(Brief 1)
In two sentences, summarize the passage below about the International Trade Commission's spoliation opinion.

(Passage provided)
++++++++++++++++++++

On April 30, 2015, the International Trade Commission issued the public version of its opinion reviewing ALJ Thomas B. Pender’s Initial Determination in Investigation No. 337-TA-883, finding the Respondents in default due to spoliation of evidence, and ordering the Respondents, jointly and severally with their counsel, to pay certain of Complainant’s fees and costs.1 The opinion is notable, not only because of its fact pattern, but also because it is an important reminder of the liability counsel may face where a court finds spoliation of evidence by a client, as well as the affirmative steps counsel should take to educate its clients regarding preservation of evidence.
This investigation relates to paints with high “reflectance values,” which allow the paint to easily cover existing paint of a different color. The best way to achieve high reflectance values is to use expensive titanium dioxide in the paint. To avoid the expense of using titanium dioxide, Complainants Rohm Haas developed opaque polymers that could achieve the same high reflectance values at a much lower cost. This line of opaque polymers is called ROPAQUE, and Rohm Haas and Complainant Dow Chemical Company (collectively, “Dow”) own trade secrets covering the manufacture of ROPAQUE. In its ITC complaint, Dow alleged that former Rohm Haas employees hired by Respondents Organik Kimya San. Ve Tic. A.S., Organik Kimya Netherlands B.U., Organik Kimya U.S., Inc. (collectively, “Organik Kimya”) revealed Rohm and Haas trade secrets, which Organik Kimya misappropriated in the development and commercial marketing of its own opaque polymer.

++++++++++++++++++++

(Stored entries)

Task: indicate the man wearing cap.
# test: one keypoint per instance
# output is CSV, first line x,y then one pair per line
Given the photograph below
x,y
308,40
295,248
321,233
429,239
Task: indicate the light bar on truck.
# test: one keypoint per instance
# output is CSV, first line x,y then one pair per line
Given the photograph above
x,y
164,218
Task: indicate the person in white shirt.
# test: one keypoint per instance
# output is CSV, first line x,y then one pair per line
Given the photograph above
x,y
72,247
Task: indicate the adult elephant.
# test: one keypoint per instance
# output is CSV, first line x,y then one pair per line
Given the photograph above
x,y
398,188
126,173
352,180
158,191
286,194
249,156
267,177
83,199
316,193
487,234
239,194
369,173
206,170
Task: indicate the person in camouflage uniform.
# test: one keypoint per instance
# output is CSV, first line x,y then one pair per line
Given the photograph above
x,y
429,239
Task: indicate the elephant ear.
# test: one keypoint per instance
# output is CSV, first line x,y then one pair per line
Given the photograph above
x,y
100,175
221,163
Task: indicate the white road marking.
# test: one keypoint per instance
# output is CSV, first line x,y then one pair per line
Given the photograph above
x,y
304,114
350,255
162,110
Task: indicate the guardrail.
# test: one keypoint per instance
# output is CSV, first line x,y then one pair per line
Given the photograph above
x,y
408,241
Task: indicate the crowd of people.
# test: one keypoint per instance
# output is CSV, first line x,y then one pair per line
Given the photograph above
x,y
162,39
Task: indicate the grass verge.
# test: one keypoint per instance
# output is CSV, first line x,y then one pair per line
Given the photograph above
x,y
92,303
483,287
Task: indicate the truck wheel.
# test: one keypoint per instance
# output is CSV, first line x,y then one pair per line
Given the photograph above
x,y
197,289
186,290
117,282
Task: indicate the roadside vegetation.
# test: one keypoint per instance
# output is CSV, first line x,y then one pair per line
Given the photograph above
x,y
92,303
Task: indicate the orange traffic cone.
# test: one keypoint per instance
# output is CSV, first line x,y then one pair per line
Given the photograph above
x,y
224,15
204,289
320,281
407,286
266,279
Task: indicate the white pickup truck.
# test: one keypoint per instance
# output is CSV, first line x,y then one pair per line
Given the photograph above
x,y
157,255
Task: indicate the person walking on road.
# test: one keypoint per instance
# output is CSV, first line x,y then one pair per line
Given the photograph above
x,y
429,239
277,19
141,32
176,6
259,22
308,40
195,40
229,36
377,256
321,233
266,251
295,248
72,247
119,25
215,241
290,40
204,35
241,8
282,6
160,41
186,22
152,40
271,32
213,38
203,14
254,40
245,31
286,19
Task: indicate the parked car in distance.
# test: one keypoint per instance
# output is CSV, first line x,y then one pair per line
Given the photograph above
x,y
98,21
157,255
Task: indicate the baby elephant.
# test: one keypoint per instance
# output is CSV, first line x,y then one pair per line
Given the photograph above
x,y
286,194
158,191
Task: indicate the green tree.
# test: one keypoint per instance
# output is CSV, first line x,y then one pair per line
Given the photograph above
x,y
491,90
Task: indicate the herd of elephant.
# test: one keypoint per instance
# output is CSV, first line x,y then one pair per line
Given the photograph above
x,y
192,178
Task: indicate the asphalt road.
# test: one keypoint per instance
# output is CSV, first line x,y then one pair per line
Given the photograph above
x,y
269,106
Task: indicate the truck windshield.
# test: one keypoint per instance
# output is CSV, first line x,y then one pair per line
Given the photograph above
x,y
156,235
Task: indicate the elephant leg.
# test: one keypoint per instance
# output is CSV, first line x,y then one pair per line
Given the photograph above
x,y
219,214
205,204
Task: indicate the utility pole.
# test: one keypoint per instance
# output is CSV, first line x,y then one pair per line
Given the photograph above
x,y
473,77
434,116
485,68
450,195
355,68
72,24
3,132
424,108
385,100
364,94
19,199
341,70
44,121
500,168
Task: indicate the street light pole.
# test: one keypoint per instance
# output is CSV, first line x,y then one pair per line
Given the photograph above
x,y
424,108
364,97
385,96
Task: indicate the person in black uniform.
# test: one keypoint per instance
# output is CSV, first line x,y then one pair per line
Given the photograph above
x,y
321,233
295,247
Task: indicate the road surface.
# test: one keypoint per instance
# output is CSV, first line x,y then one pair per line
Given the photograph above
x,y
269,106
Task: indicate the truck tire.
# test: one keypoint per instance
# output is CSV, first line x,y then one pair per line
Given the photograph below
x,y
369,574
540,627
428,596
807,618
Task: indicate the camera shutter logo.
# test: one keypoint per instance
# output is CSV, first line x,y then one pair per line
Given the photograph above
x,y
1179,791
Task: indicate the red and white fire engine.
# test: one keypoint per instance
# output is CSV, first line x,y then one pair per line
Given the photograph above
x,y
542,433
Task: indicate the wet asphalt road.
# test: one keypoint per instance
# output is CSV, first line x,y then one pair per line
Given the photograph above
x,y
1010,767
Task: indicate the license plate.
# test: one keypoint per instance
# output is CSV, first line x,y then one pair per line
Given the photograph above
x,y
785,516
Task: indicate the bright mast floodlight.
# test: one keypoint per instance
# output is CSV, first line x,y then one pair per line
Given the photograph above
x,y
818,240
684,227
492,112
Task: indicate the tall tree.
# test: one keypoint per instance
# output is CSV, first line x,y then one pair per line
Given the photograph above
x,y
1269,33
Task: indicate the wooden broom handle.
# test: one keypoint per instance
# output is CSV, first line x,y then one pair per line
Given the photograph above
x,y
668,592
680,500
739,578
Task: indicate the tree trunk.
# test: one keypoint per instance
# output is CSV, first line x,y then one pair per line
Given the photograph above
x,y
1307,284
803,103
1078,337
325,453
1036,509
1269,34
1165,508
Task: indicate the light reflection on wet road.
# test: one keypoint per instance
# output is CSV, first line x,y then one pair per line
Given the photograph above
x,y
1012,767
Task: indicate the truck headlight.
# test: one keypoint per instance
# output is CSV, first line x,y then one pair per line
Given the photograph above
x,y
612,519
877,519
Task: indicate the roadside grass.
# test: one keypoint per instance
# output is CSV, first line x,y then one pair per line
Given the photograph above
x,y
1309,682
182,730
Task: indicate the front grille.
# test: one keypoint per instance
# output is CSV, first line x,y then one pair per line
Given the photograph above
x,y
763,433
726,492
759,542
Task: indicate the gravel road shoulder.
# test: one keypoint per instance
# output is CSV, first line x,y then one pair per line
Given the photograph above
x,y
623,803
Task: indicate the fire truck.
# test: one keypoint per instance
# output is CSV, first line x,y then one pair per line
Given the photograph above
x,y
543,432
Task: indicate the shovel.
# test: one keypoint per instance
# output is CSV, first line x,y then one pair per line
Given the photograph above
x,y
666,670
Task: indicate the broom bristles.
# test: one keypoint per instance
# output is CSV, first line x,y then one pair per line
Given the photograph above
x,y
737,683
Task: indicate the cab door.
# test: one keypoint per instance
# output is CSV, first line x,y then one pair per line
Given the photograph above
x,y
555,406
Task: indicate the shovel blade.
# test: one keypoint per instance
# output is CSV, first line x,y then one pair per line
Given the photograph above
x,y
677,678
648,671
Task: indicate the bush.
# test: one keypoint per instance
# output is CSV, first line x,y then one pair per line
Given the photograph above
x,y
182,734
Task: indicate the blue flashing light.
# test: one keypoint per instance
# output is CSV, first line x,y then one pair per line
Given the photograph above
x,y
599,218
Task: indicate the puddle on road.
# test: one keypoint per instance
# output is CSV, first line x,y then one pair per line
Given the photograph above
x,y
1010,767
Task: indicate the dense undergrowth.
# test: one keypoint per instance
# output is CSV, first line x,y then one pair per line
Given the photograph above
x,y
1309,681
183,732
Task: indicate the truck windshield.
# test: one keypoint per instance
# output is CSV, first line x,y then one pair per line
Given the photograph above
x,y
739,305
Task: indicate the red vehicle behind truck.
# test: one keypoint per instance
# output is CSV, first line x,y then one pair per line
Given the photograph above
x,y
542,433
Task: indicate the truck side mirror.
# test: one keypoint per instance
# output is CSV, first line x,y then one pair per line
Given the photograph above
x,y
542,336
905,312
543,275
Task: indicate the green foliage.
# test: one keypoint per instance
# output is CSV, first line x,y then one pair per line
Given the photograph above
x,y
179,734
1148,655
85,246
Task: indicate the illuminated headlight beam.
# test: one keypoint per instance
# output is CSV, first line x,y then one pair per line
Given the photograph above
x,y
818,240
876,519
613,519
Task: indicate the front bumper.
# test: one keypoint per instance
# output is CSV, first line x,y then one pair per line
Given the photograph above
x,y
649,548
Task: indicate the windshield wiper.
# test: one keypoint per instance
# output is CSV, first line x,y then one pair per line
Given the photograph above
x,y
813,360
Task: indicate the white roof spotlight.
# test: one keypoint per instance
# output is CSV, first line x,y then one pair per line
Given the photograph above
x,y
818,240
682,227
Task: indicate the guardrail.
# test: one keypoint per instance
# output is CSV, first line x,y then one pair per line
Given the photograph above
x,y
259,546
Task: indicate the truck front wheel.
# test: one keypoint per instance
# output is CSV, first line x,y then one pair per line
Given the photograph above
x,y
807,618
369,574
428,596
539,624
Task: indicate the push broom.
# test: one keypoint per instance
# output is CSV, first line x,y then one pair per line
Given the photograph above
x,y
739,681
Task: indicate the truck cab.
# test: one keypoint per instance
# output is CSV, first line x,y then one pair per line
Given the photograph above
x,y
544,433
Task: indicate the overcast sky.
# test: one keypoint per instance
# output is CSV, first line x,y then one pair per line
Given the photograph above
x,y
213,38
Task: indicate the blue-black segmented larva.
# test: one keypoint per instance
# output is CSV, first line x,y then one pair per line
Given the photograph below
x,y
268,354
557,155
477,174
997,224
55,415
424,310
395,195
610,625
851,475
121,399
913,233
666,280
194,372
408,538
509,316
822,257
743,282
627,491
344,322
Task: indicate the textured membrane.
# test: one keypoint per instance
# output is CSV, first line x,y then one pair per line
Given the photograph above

++++++++++++++++++++

(Brief 2)
Pull out every line of the listing above that contains the string "blue".

(Answer 1)
On April 30, 2015, the International Trade Commission issued the public version of its opinion in Investigation No. 337-TA-883, which found the Respondents in default due to spoliation of evidence and ordered them, jointly and severally with their counsel, to pay certain of Complainant's fees and costs. The investigation concerns Dow's trade secrets for ROPAQUE opaque polymers, which achieve high reflectance values at lower cost than titanium dioxide, and Dow alleged that former Rohm and Haas employees hired by Organik Kimya revealed those secrets, which Organik Kimya then misappropriated to develop and market its own opaque polymer.

(Answer 2)
Task: indicate the blue flashing light.
Task: indicate the blue-black segmented larva.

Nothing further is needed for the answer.